> TEXTO EXIBIDO
.....

Para a oposição venezuelana, estes ataques marcaram a ruptura do acordo assinado em 17 de outubro junto com a classe governista em Barbados, onde ambos os lados se comprometeram a promover a coexistência política em troca do levantamento gradual das sanções dos EUA. O acordo, que contou com a presença de uma delegação brasileira representada por Celso Amorim e que foi saudado pelo presidente Luiz Inácio Lula da Silva, também permitiria eleições livres e democráticas no país, mas era visto com receio por parte da oposição, cujo maior medo — a assinatura de um contrato de fachada que não seria respeitado por Maduro — foi confirmado nesta segunda-feira.

.....

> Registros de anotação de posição
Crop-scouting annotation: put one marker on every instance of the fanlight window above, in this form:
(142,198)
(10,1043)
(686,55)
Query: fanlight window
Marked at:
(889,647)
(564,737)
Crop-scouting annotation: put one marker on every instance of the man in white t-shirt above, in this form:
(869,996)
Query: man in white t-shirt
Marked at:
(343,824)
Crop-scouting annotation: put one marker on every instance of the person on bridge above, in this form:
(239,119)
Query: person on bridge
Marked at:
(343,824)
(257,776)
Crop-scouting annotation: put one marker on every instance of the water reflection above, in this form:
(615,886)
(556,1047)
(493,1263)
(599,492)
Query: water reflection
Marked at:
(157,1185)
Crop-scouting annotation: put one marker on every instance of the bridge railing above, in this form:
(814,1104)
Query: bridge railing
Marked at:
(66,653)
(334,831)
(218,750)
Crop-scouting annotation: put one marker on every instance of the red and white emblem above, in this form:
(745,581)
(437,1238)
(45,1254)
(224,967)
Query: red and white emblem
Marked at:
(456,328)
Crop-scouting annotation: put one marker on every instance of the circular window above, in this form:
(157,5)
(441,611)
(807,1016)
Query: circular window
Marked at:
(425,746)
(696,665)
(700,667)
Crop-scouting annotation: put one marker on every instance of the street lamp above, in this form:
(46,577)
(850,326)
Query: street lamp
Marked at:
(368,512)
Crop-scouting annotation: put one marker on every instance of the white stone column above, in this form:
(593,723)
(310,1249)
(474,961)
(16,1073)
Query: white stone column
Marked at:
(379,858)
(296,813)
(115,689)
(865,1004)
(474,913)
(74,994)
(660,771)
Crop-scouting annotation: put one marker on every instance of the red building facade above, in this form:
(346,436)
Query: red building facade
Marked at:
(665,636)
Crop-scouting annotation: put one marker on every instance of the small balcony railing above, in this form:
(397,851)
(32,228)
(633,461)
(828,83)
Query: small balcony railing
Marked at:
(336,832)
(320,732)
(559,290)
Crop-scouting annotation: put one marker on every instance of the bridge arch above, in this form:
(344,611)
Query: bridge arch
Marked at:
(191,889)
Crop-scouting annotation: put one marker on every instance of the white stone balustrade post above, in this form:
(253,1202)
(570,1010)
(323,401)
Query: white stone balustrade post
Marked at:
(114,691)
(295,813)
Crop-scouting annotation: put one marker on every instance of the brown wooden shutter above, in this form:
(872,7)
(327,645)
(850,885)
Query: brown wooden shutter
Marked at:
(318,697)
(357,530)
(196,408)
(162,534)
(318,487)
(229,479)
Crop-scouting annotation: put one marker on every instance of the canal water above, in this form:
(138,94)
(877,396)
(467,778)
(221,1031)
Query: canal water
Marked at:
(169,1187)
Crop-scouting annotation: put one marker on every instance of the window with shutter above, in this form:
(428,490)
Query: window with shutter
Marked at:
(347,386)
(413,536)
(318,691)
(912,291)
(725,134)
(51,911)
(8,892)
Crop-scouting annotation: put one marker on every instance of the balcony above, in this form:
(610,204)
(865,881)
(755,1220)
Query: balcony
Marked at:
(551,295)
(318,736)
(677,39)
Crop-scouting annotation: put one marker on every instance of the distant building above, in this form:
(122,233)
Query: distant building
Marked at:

.....

> ENUNCIADO 1
Liste todas as pessoas mencionadas pelo nome no texto sobre o acordo de Barbados.
> ENUNCIADO 2
Repita o texto sobre o acordo de Barbados, tudo o que vai de "Para a oposição" até "confirmado nesta segunda-feira.".
> ENUNCIADO 3
Prossiga com o texto sobre o acordo de Barbados a partir do ponto em que ele termina.

> RESPOSTA ESCRITA 1
As pessoas mencionadas são Celso Amorim, Luiz Inácio Lula da Silva e Maduro.

> RESPOSTA ESCRITA 2
Para a oposição venezuelana, estes ataques marcaram a ruptura do acordo assinado em 17 de outubro junto com a classe governista em Barbados, onde ambos os lados se comprometeram a promover a coexistência política em troca do levantamento gradual das sanções dos EUA. O acordo, que contou com a presença de uma delegação brasileira representada por Celso Amorim e que foi saudado pelo presidente Luiz Inácio Lula da Silva, também permitiria eleições livres e democráticas no país, mas era visto com receio por parte da oposição, cujo maior medo — a assinatura de um contrato de fachada que não seria respeitado por Maduro — foi confirmado nesta segunda-feira.

> RESPOSTA ESCRITA 3
“Os partidos reconhecem e respeitam o direito de cada ator político de selecionar seu candidato para as eleições presidenciais livremente e de acordo com seus mecanismos internos, em conformidade com as disposições da constituição e da lei”, diz o primeiro ponto do acordo de Barbados.

Nos últimos dias, o regime de Nicolás Maduro acusou a oposição de “inflar” os resultados das primárias, das quais participaram pelo menos 2.440.415 pessoas, de acordo com o CNdP. O governo critica os números e afirma que não participaram mais 700 mil pessoas no processo.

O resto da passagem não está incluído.